About this task: Among the entries below, how many lines hold "black"? Only the number is wanted.

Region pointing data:

————

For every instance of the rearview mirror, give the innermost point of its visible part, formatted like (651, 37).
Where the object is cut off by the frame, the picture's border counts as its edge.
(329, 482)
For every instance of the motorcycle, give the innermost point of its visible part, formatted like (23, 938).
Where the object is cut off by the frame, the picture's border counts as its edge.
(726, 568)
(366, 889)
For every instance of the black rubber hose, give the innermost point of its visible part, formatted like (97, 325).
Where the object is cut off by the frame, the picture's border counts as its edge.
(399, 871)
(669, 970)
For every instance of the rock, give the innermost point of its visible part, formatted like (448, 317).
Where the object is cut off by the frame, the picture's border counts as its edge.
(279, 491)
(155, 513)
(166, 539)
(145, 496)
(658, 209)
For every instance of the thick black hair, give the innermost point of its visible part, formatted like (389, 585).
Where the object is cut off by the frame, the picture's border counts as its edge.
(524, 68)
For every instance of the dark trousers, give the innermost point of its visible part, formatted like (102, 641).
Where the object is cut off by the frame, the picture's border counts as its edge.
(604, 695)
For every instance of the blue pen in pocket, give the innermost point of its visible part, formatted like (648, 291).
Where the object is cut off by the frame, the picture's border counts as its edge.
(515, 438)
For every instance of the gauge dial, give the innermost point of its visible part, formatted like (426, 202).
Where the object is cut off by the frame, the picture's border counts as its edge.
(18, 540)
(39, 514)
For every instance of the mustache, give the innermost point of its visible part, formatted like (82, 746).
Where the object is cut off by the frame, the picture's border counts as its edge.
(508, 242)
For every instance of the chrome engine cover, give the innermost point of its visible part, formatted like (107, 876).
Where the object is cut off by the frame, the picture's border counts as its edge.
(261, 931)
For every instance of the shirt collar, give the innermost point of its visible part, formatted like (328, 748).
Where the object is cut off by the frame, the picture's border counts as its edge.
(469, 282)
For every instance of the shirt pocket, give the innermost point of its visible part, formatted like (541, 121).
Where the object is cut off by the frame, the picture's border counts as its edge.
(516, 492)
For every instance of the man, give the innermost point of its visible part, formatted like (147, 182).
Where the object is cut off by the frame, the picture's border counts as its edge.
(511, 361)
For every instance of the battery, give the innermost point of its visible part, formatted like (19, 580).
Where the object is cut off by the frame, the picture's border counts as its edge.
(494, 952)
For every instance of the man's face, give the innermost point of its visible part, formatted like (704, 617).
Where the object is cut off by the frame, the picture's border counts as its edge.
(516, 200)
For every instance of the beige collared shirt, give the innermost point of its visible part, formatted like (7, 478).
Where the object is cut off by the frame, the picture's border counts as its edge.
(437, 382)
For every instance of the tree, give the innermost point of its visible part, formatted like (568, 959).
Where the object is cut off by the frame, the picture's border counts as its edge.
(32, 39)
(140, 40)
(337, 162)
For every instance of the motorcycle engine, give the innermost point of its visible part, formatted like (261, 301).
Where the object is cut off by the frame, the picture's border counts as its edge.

————

Exercise response: 2